PROBLEM REQUIREMENTS » Each entry below must be repeated word for word.

SUPPLIED RECORDS »
###

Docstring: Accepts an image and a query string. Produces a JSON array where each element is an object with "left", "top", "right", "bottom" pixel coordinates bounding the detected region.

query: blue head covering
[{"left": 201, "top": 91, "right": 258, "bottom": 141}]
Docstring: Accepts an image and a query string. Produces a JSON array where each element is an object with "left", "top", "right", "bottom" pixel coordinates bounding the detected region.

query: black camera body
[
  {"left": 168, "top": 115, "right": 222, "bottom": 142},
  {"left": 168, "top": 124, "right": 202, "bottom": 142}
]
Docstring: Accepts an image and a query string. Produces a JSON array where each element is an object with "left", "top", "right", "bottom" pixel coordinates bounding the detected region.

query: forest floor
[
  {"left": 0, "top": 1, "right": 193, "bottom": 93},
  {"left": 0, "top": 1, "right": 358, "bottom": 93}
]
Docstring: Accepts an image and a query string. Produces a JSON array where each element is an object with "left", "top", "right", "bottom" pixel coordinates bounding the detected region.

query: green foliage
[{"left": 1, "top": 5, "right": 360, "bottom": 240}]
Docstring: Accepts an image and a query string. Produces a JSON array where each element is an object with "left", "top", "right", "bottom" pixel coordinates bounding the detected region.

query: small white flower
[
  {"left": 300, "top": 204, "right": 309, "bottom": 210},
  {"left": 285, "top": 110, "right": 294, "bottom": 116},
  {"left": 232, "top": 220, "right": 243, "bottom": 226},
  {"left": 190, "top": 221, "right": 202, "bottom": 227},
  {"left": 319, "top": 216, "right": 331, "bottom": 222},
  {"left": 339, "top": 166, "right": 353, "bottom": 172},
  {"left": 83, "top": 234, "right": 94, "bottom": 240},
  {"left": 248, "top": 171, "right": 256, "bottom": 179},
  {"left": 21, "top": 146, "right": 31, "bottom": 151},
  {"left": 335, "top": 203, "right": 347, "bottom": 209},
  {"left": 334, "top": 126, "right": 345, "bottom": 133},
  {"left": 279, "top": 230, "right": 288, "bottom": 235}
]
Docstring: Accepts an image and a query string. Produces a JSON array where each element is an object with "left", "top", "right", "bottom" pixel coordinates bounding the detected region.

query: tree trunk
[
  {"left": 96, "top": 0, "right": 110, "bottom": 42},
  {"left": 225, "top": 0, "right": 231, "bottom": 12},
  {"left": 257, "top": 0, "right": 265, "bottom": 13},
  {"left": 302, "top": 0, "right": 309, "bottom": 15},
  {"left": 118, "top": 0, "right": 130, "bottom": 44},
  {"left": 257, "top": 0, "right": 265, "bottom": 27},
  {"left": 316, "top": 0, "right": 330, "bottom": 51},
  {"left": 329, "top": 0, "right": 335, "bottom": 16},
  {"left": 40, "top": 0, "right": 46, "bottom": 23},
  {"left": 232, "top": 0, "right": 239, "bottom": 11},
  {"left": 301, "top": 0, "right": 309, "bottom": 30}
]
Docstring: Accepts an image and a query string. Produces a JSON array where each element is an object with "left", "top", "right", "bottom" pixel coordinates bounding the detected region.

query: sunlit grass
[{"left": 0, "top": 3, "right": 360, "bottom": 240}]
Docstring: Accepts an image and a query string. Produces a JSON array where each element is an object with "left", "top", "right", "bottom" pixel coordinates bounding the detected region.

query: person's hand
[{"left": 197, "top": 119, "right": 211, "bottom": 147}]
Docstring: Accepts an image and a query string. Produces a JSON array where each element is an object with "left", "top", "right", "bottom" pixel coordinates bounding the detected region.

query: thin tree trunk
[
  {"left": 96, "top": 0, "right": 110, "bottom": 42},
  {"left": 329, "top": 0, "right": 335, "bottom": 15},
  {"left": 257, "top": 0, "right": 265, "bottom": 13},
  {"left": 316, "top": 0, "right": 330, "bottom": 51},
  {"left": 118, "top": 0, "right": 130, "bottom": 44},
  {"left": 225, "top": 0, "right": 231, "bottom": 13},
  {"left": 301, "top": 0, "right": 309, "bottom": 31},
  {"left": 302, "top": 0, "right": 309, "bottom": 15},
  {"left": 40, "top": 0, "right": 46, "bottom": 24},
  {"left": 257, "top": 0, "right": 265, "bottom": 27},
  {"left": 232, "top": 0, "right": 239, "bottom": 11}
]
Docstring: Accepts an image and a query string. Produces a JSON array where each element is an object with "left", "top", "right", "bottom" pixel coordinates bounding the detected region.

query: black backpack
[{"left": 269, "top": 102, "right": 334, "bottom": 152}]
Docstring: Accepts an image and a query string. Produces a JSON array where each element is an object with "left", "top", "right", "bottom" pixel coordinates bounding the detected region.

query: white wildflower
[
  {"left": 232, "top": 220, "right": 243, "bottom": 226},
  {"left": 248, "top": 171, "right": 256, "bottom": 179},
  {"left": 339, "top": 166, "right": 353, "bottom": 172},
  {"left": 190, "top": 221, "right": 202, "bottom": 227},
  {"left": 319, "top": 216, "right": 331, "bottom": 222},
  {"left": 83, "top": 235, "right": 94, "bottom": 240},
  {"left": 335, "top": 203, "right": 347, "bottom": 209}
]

###

YOUR SOLUTION »
Docstring: Accepts an image and a query string. Produces a JSON array where each element is an object with "left", "top", "right", "bottom" pixel coordinates bounding the detected region.

query: blue head covering
[{"left": 201, "top": 91, "right": 258, "bottom": 141}]
Docstring: Accepts an image and a query string. Produces a JSON array where each element is an object with "left", "top", "right", "bottom" pixel coordinates bounding the detected region.

query: black camera body
[
  {"left": 168, "top": 115, "right": 222, "bottom": 142},
  {"left": 168, "top": 124, "right": 202, "bottom": 142}
]
Docstring: Accepts an image and a query string. Produces a JSON array where each element is an object with "left", "top", "right", "bottom" pixel coordinates bounding the detected region.

query: forest floor
[
  {"left": 0, "top": 1, "right": 193, "bottom": 93},
  {"left": 0, "top": 1, "right": 358, "bottom": 93}
]
Docstring: Accepts an image and a query string. Produces a JSON array where each element is an object with "left", "top", "right", "bottom" pixel coordinates bounding the detected region.

query: green foliage
[{"left": 1, "top": 5, "right": 360, "bottom": 240}]
Docstring: Accepts an image and a query string. Produces a JSON array where each element is an object with "left", "top", "right", "bottom" pixel coordinates bounding the detected region.

query: small white flower
[
  {"left": 300, "top": 204, "right": 309, "bottom": 210},
  {"left": 285, "top": 110, "right": 294, "bottom": 116},
  {"left": 232, "top": 220, "right": 243, "bottom": 226},
  {"left": 190, "top": 221, "right": 202, "bottom": 227},
  {"left": 319, "top": 216, "right": 331, "bottom": 222},
  {"left": 339, "top": 166, "right": 353, "bottom": 172},
  {"left": 83, "top": 234, "right": 94, "bottom": 240},
  {"left": 248, "top": 171, "right": 256, "bottom": 179},
  {"left": 21, "top": 146, "right": 31, "bottom": 151},
  {"left": 335, "top": 203, "right": 347, "bottom": 209},
  {"left": 334, "top": 126, "right": 345, "bottom": 133},
  {"left": 279, "top": 230, "right": 288, "bottom": 235}
]
Docstring: Accepts an image and a query string. Produces a JSON array where each element is an object with "left", "top", "right", "bottom" pixel coordinates bounding the detected region.

query: tree trunk
[
  {"left": 96, "top": 0, "right": 110, "bottom": 42},
  {"left": 225, "top": 0, "right": 231, "bottom": 12},
  {"left": 257, "top": 0, "right": 265, "bottom": 13},
  {"left": 302, "top": 0, "right": 309, "bottom": 15},
  {"left": 118, "top": 0, "right": 130, "bottom": 44},
  {"left": 257, "top": 0, "right": 265, "bottom": 27},
  {"left": 316, "top": 0, "right": 330, "bottom": 51},
  {"left": 329, "top": 0, "right": 335, "bottom": 16},
  {"left": 40, "top": 0, "right": 46, "bottom": 23},
  {"left": 232, "top": 0, "right": 239, "bottom": 11},
  {"left": 301, "top": 0, "right": 309, "bottom": 30}
]
Docstring: Accepts an image and a query string. Produces a JSON array where each element is an object with "left", "top", "right", "bottom" pixel coordinates bounding the detected region.

query: sunlit grass
[{"left": 0, "top": 3, "right": 360, "bottom": 240}]
Docstring: Accepts an image and a query string. Produces a JSON array where each element is an object with "left", "top", "right", "bottom" pixel coordinates bounding the detected region.

query: person's hand
[{"left": 197, "top": 119, "right": 211, "bottom": 147}]
Docstring: Accepts an image and a query string. Produces a JSON array where each element is an object with "left", "top", "right", "bottom" pixel coordinates bounding the detected region.

query: thin tree trunk
[
  {"left": 96, "top": 0, "right": 110, "bottom": 42},
  {"left": 329, "top": 0, "right": 335, "bottom": 15},
  {"left": 257, "top": 0, "right": 265, "bottom": 13},
  {"left": 316, "top": 0, "right": 330, "bottom": 51},
  {"left": 118, "top": 0, "right": 130, "bottom": 44},
  {"left": 225, "top": 0, "right": 231, "bottom": 13},
  {"left": 301, "top": 0, "right": 309, "bottom": 31},
  {"left": 302, "top": 0, "right": 309, "bottom": 15},
  {"left": 40, "top": 0, "right": 46, "bottom": 24},
  {"left": 257, "top": 0, "right": 265, "bottom": 27},
  {"left": 232, "top": 0, "right": 239, "bottom": 11}
]
Docstring: Accepts an image and a query string. Produces a JSON array where each element is an object with "left", "top", "right", "bottom" pixel coordinates bounding the detected region.

query: black backpack
[{"left": 269, "top": 102, "right": 334, "bottom": 152}]
Docstring: Accepts an image and a query string. Produces a JSON array where each element is an object with "left", "top", "right", "bottom" pixel coordinates bounding the detected region.

query: white wildflower
[
  {"left": 232, "top": 220, "right": 243, "bottom": 226},
  {"left": 248, "top": 171, "right": 256, "bottom": 179},
  {"left": 339, "top": 166, "right": 353, "bottom": 172},
  {"left": 190, "top": 221, "right": 202, "bottom": 227},
  {"left": 319, "top": 216, "right": 331, "bottom": 222},
  {"left": 83, "top": 235, "right": 94, "bottom": 240},
  {"left": 335, "top": 203, "right": 347, "bottom": 209}
]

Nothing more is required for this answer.